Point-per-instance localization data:
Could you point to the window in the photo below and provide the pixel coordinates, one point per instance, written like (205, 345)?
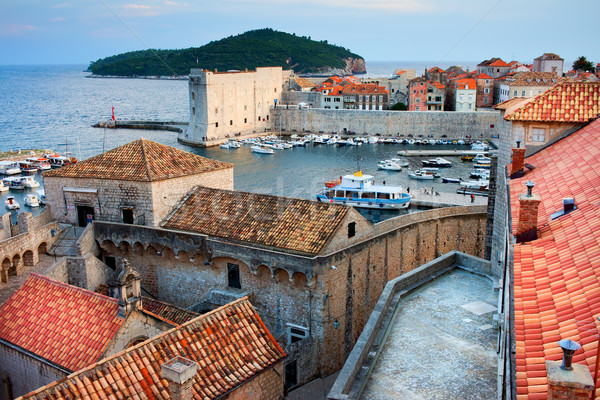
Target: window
(351, 229)
(233, 276)
(538, 135)
(296, 333)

== Problem ==
Word for word, set down every line of the records above, and leave the pictures out.

== Answer below ==
Could you point to the window in the photo below and provide the pixel coordinates, one point per instance, written like (205, 345)?
Target: window
(351, 229)
(233, 276)
(538, 135)
(296, 333)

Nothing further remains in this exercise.